* _REQUIRED ACTION_: Quote the records below in full, exactly as given, with the images taken out.

(Records from a dataset)
===============
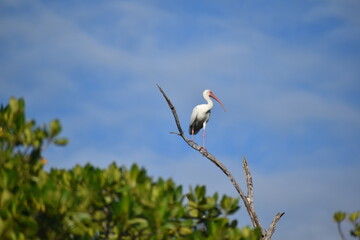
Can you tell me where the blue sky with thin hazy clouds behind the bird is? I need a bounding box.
[0,0,360,240]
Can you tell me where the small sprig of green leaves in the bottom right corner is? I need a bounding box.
[333,211,360,239]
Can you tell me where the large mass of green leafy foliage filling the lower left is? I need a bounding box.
[0,98,260,240]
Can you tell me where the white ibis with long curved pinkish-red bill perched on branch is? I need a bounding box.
[189,90,226,149]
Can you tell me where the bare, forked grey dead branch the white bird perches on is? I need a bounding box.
[157,85,284,240]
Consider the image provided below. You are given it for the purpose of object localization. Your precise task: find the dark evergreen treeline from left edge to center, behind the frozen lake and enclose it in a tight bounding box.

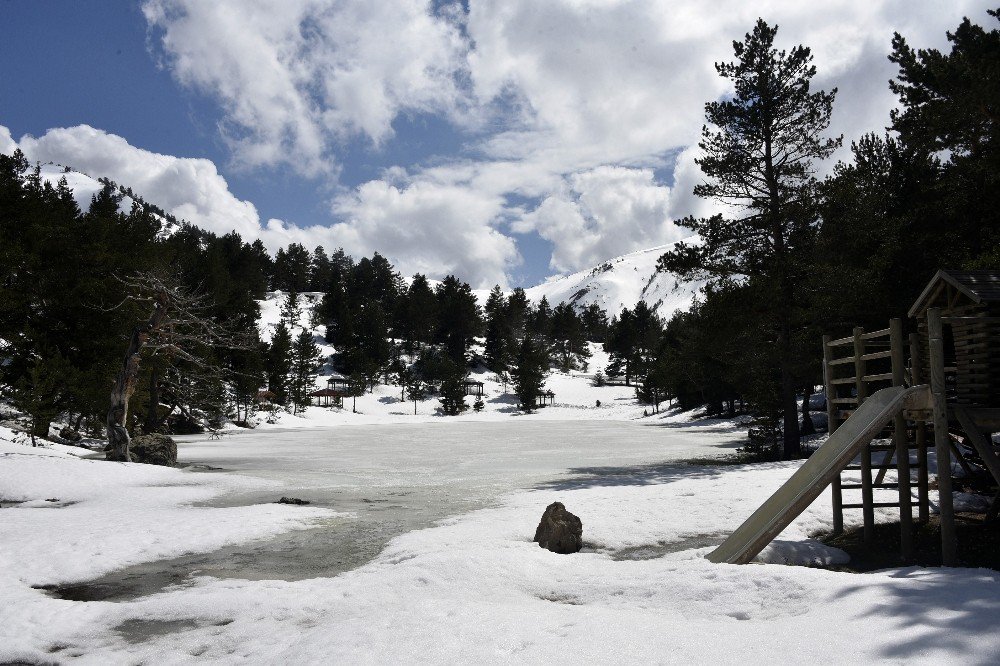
===============
* _SOLUTION FOR THIS PROBLEM_:
Can you tell me where the blue sky with thin hazy clouds behind the bird is? I need a bounding box.
[0,0,360,240]
Can you tell me where the small sprig of green leaves in the bottom right corner is? I need a bounding box.
[333,211,360,239]
Can you tell me where the large mass of green leafy foliage filling the lower left is? I need a bounding box.
[0,98,260,240]
Can you tell me where the white ibis with long curved pinkish-red bill perched on branch is? I need a bounding box.
[189,90,226,149]
Can you tell me where the bare, forked grey dead branch the white bird perches on is? I need a bounding box.
[157,85,284,240]
Consider the image provided below. You are given it for the purpose of object localization. Your precise task: find the dark evergreen treeline from left edge to center, behind the frozen lake and enclose it in a tight bounding box.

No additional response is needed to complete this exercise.